These are chat archives for ManageIQ/manageiq/performance

21st
Feb 2018
Ladislav Smola
@Ladas
Feb 21 2018 08:58
@kbrock nice
Keenan Brock
@kbrock
Feb 21 2018 08:59
ugh - is it morning already?
Ladislav Smola
@Ladas
Feb 21 2018 08:59
@kbrock were you coding through the night? :-)
Keenan Brock
@kbrock
Feb 21 2018 09:00
found a stupid programming game... TIS-100 (all about optimization)
ugh - I'm going to bed
but I'm so close... ;)
Jason Frey
@Fryguy
Feb 21 2018 15:31
@cben @kbrock @NickLaMuro I put together a PR documenting how and why metrics works: ManageIQ/manageiq#17034
In reviewing it though, and trying to understan why @kbrock EXPLAINs look the way they do, it looks like we never implemented constraint exclusion (https://www.postgresql.org/docs/10/static/ddl-partitioning.html#DDL-PARTITIONING-CONSTRAINT-EXCLUSION)

Excerpts from point annotation data
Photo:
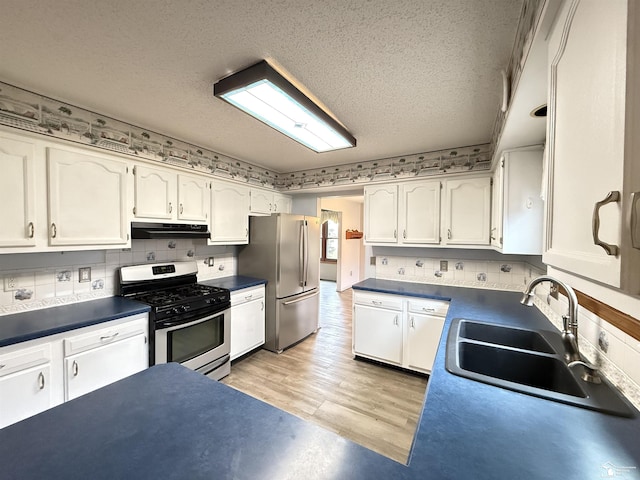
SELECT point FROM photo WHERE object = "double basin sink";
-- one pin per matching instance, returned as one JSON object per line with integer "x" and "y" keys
{"x": 526, "y": 361}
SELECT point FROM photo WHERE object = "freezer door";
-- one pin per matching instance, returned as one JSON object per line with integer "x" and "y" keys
{"x": 297, "y": 318}
{"x": 312, "y": 253}
{"x": 290, "y": 267}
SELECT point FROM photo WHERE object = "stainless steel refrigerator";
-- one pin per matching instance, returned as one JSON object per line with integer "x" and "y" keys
{"x": 284, "y": 249}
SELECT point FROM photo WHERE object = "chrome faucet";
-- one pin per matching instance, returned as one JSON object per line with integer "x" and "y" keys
{"x": 569, "y": 321}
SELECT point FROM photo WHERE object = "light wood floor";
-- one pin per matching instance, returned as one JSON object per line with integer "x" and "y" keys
{"x": 320, "y": 381}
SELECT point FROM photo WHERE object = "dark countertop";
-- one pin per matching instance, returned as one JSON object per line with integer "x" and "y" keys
{"x": 20, "y": 327}
{"x": 237, "y": 282}
{"x": 168, "y": 422}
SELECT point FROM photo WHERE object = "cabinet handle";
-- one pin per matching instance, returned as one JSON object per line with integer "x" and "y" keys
{"x": 633, "y": 220}
{"x": 613, "y": 196}
{"x": 109, "y": 337}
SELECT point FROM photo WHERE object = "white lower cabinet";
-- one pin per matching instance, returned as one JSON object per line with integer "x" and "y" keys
{"x": 247, "y": 320}
{"x": 25, "y": 383}
{"x": 39, "y": 374}
{"x": 402, "y": 331}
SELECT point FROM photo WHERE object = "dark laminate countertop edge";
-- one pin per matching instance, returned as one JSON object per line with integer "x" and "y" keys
{"x": 35, "y": 324}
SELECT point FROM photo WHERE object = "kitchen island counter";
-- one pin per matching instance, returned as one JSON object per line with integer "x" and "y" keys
{"x": 169, "y": 422}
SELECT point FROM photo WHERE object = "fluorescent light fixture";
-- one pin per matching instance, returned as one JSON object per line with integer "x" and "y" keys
{"x": 265, "y": 94}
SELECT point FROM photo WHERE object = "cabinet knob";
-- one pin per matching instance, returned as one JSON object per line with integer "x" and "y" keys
{"x": 612, "y": 197}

**TASKS TO COMPLETE**
1. Print the part of the chat archive starting with "These are chat" and going on through "it morning already?".
2. How many lines of the listing contain the string "cabinet"? Reply with the number alone.

**SOLUTION SET**
1.
These are chat archives for ManageIQ/manageiq/performance

21st
Feb 2018
Ladislav Smola
@Ladas
Feb 21 2018 08:58
@kbrock nice
Keenan Brock
@kbrock
Feb 21 2018 08:59
ugh - is it morning already?

2. 3